_CONSIGNA_
Localiza en los registros cada línea que contenga la palabra "separated" y cópiala.

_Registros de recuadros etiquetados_
<<<<

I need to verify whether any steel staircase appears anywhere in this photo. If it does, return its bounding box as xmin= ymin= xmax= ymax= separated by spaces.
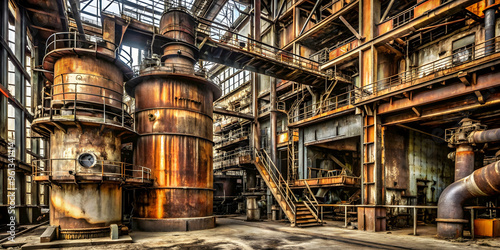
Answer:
xmin=255 ymin=149 xmax=321 ymax=227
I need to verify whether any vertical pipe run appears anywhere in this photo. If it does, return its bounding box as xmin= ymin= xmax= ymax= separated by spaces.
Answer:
xmin=455 ymin=144 xmax=474 ymax=181
xmin=436 ymin=161 xmax=500 ymax=238
xmin=484 ymin=0 xmax=496 ymax=55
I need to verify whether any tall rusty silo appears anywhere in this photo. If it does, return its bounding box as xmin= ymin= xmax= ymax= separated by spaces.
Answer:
xmin=32 ymin=32 xmax=150 ymax=239
xmin=126 ymin=8 xmax=221 ymax=231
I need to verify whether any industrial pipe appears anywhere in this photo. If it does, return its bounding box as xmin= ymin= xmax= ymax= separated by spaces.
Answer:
xmin=69 ymin=0 xmax=86 ymax=41
xmin=436 ymin=161 xmax=500 ymax=238
xmin=455 ymin=144 xmax=474 ymax=181
xmin=469 ymin=128 xmax=500 ymax=143
xmin=484 ymin=0 xmax=496 ymax=54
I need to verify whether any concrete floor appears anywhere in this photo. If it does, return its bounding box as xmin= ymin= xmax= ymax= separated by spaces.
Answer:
xmin=6 ymin=217 xmax=500 ymax=250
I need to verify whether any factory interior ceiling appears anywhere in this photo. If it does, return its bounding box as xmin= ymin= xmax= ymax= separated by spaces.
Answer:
xmin=0 ymin=0 xmax=500 ymax=249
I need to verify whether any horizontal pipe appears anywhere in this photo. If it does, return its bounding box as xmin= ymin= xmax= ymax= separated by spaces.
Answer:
xmin=469 ymin=128 xmax=500 ymax=143
xmin=437 ymin=161 xmax=500 ymax=238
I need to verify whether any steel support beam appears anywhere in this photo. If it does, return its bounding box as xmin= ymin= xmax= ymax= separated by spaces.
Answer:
xmin=298 ymin=0 xmax=322 ymax=36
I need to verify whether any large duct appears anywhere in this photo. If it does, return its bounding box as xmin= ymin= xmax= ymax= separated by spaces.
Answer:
xmin=126 ymin=7 xmax=221 ymax=231
xmin=437 ymin=161 xmax=500 ymax=238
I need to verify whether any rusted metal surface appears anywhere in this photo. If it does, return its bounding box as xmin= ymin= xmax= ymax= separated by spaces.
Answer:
xmin=127 ymin=9 xmax=220 ymax=231
xmin=436 ymin=161 xmax=500 ymax=238
xmin=50 ymin=127 xmax=121 ymax=177
xmin=52 ymin=55 xmax=123 ymax=110
xmin=32 ymin=28 xmax=143 ymax=239
xmin=160 ymin=9 xmax=196 ymax=44
xmin=455 ymin=144 xmax=474 ymax=181
xmin=214 ymin=175 xmax=238 ymax=198
xmin=247 ymin=196 xmax=260 ymax=221
xmin=50 ymin=183 xmax=122 ymax=238
xmin=469 ymin=128 xmax=500 ymax=143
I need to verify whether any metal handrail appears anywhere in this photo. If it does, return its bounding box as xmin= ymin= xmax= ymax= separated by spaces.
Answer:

>>>>

_SOLUCIÓN PROPUESTA_
I need to verify whether any steel staircase appears anywhere in this photo. If it does, return its bounding box as xmin= ymin= xmax= ymax= separated by spaces.
I need to verify whether any vertical pipe run appears anywhere in this photo. If it does, return its bounding box as xmin= ymin= xmax= ymax= separated by spaces.
I need to verify whether any tall rusty silo appears anywhere in this photo. If it does, return its bounding box as xmin= ymin= xmax= ymax= separated by spaces.
I need to verify whether any industrial pipe appears anywhere in this photo. If it does, return its bounding box as xmin= ymin= xmax= ymax= separated by spaces.
I need to verify whether any concrete floor appears anywhere in this photo. If it does, return its bounding box as xmin= ymin= xmax= ymax= separated by spaces.
I need to verify whether any factory interior ceiling appears anywhere in this photo. If it does, return its bounding box as xmin= ymin= xmax= ymax= separated by spaces.
I need to verify whether any horizontal pipe appears anywhere in this photo. If it does, return its bounding box as xmin= ymin= xmax= ymax= separated by spaces.
I need to verify whether any steel support beam appears anywhere in this photo. If it does, return its bounding box as xmin= ymin= xmax= ymax= separated by spaces.
I need to verify whether any large duct appears anywhere in this photo. If it does, return its bounding box as xmin= ymin= xmax= ymax= separated by spaces.
I need to verify whether any rusted metal surface appears anywhere in this photo. If it does, return its bounding box as xmin= ymin= xmax= ymax= separated by spaces.
I need to verify whether any metal handrail appears anywhere in this photo. If it does, return its bounding box as xmin= ymin= xmax= ymax= separated by spaces.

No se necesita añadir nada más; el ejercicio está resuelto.